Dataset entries
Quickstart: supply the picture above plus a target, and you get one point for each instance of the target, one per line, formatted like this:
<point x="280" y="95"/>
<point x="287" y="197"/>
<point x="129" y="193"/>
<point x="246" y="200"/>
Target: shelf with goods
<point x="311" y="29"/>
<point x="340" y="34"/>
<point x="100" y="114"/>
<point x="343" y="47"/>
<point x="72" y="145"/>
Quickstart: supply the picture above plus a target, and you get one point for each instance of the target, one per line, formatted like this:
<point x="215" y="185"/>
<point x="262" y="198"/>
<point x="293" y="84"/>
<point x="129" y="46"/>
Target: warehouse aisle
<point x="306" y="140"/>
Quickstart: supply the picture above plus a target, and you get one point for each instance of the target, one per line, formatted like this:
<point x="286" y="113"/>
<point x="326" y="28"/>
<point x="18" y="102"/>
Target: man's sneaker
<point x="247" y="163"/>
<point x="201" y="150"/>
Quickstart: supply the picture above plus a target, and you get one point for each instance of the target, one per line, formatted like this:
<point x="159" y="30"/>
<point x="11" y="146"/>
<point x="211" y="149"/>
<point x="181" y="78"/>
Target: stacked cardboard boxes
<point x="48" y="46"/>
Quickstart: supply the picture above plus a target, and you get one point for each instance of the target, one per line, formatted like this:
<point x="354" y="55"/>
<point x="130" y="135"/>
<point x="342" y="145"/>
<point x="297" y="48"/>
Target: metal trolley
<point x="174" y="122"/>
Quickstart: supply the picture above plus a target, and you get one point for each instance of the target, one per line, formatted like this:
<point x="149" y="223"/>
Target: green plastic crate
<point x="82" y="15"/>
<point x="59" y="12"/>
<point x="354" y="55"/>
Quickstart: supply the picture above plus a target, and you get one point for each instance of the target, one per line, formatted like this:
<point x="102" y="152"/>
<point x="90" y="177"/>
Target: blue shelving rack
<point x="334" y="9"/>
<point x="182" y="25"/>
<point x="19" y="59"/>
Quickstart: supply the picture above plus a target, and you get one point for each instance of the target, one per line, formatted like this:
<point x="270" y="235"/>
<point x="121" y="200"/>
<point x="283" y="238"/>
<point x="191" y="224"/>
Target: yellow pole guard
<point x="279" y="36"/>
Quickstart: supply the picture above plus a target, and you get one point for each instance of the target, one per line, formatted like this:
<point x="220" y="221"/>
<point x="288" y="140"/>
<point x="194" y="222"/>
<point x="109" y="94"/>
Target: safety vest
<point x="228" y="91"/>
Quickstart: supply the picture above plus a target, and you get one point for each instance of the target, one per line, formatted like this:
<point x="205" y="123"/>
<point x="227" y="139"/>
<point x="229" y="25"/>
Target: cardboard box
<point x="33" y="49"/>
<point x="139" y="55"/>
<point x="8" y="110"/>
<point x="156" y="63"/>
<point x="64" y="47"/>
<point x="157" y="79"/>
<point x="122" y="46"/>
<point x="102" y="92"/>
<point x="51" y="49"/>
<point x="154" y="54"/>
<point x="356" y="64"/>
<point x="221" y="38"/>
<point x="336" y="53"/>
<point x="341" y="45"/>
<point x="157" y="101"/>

* _ACTIVITY_: Each line of the data above is to be duplicated exactly.

* _SOLVED PROBLEM_:
Quickstart: supply the picture above plus a target, and you get one point for each instance of the target, one per line, formatted like this:
<point x="280" y="95"/>
<point x="287" y="197"/>
<point x="129" y="193"/>
<point x="246" y="200"/>
Target: shelf with goods
<point x="311" y="29"/>
<point x="340" y="34"/>
<point x="100" y="114"/>
<point x="343" y="47"/>
<point x="72" y="145"/>
Quickstart: supply the picture above plus a target, and you get one point for each instance of the target, one per line, formatted like this:
<point x="215" y="185"/>
<point x="262" y="198"/>
<point x="293" y="84"/>
<point x="129" y="46"/>
Target: warehouse aisle
<point x="306" y="140"/>
Quickstart: supply the picture above plus a target, and you get one point for each instance of the target, one per line, formatted like this:
<point x="286" y="113"/>
<point x="326" y="28"/>
<point x="18" y="102"/>
Target: man's sneaker
<point x="247" y="163"/>
<point x="201" y="150"/>
Quickstart: supply the picture above plus a target, and you get one point for each instance of the target, one per line, formatted like this:
<point x="159" y="30"/>
<point x="11" y="146"/>
<point x="211" y="149"/>
<point x="181" y="78"/>
Target: stacked cardboard boxes
<point x="48" y="46"/>
Quickstart: supply the picture above plus a target, and you get one point for each instance of the target, one per line, formatted like this:
<point x="354" y="55"/>
<point x="130" y="135"/>
<point x="342" y="145"/>
<point x="297" y="48"/>
Target: metal trolley
<point x="174" y="122"/>
Quickstart: supply the picture above plus a target, and you get one point for each instance of the target, one per line, formatted like this:
<point x="149" y="223"/>
Target: green plastic crate
<point x="82" y="15"/>
<point x="59" y="12"/>
<point x="354" y="55"/>
Quickstart: supply the picture above plus a target, and you get one point for each instance of the target, one per line, formatted like this:
<point x="102" y="152"/>
<point x="90" y="177"/>
Target: blue shelving rack
<point x="334" y="9"/>
<point x="182" y="25"/>
<point x="19" y="59"/>
Quickstart: supply the picture above plus a target, and you get one point for each instance of the target, one per line, formatted like this:
<point x="270" y="235"/>
<point x="121" y="200"/>
<point x="283" y="238"/>
<point x="191" y="224"/>
Target: yellow pole guard
<point x="279" y="36"/>
Quickstart: supply the picture above plus a target, and you get one point for each instance of the target, one per line, formatted like this:
<point x="220" y="221"/>
<point x="288" y="140"/>
<point x="194" y="222"/>
<point x="109" y="94"/>
Target: safety vest
<point x="228" y="91"/>
Quickstart: supply the picture above plus a target, and you get one point for each instance of the target, one per line, formatted like this:
<point x="205" y="123"/>
<point x="227" y="139"/>
<point x="229" y="25"/>
Target: cardboard box
<point x="33" y="49"/>
<point x="139" y="55"/>
<point x="8" y="110"/>
<point x="156" y="63"/>
<point x="64" y="47"/>
<point x="157" y="79"/>
<point x="122" y="46"/>
<point x="102" y="92"/>
<point x="51" y="49"/>
<point x="154" y="54"/>
<point x="356" y="64"/>
<point x="221" y="38"/>
<point x="336" y="53"/>
<point x="341" y="45"/>
<point x="157" y="101"/>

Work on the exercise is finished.